= Beginning of Section =

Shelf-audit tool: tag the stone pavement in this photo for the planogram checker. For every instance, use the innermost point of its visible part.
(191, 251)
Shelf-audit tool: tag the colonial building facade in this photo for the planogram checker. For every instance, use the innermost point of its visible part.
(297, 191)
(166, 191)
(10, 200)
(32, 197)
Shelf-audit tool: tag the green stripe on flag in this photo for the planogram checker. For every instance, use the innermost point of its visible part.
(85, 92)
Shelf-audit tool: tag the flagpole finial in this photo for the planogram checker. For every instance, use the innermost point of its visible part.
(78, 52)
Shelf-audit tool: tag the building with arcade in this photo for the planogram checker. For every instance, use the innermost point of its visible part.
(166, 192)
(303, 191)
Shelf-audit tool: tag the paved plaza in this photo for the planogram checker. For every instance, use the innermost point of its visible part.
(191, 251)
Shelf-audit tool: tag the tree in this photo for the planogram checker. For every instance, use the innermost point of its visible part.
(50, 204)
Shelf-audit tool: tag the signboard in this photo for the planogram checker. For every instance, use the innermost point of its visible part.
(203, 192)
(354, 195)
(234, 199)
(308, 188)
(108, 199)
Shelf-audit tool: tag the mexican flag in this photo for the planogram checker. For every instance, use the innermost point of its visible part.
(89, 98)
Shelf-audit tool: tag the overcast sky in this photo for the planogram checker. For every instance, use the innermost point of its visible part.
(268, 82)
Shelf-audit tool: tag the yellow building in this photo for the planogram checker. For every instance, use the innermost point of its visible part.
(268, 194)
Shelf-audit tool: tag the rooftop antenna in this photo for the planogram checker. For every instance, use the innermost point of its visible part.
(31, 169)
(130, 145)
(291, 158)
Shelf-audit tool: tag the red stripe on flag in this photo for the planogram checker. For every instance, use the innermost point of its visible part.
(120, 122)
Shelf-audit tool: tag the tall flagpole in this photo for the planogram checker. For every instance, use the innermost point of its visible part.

= End of Section =

Activity:
Hand back the whole listing, exactly as it is.

Finished task:
Shelf-audit tool: tag the stone pavement in this photo for the planogram checker. For every instance, use the innermost point of its visible part.
(191, 251)
Shelf-audit tool: tag the colonial building facade in this photo for the planogram checker. For every instance, use the innermost point of its visible part.
(297, 191)
(166, 191)
(10, 200)
(32, 197)
Shelf-audit tool: tag the green stripe on flag in this photo for the planogram checker. For every instance, use the innermost point of its visible part.
(85, 92)
Shelf-audit tool: tag the flagpole finial in this photo for the planogram checker. For every instance, use the innermost point of its visible part.
(78, 52)
Shelf-audit tool: tag the building with arcade in this photo for the planogram checker. For every instance, use the innermost point of its visible part.
(166, 192)
(303, 191)
Shelf-audit tool: tag the paved plaza in this photo for the planogram checker. For every instance, use the innermost point of its visible part.
(191, 251)
Shelf-audit tool: tag the tree in this photo for the planogram checker. For every instance, use the innermost point of its visible part.
(50, 204)
Shelf-audit tool: tag the signboard in this photo for the planogram checker. For every instance, use the innermost point of its visible part.
(203, 192)
(354, 195)
(234, 199)
(308, 188)
(108, 199)
Shelf-audit tool: tag the mexican flag in this photo for the planogram checker. For every instance, use the innermost point of its visible part.
(89, 98)
Shelf-audit tool: tag the overcast sky in this photo for the planogram checker. For every instance, use the innermost point of its visible part.
(268, 82)
Shelf-audit tool: tag the yellow building in this photo for the planogram checker. For every instance, use the innermost point of its visible part.
(268, 194)
Shelf-audit tool: tag the rooftop antenna in this photo for the planogram checker. For every instance, use the innermost point of its visible part.
(31, 169)
(130, 145)
(291, 158)
Shelf-audit tool: tag the red stripe on flag in this photo for the planogram checker. For every instance, use the innermost point of its visible part.
(120, 122)
Shelf-audit tool: tag the tall flagpole in this photo for the planogram checker. For every instance, use the innermost point of its visible part.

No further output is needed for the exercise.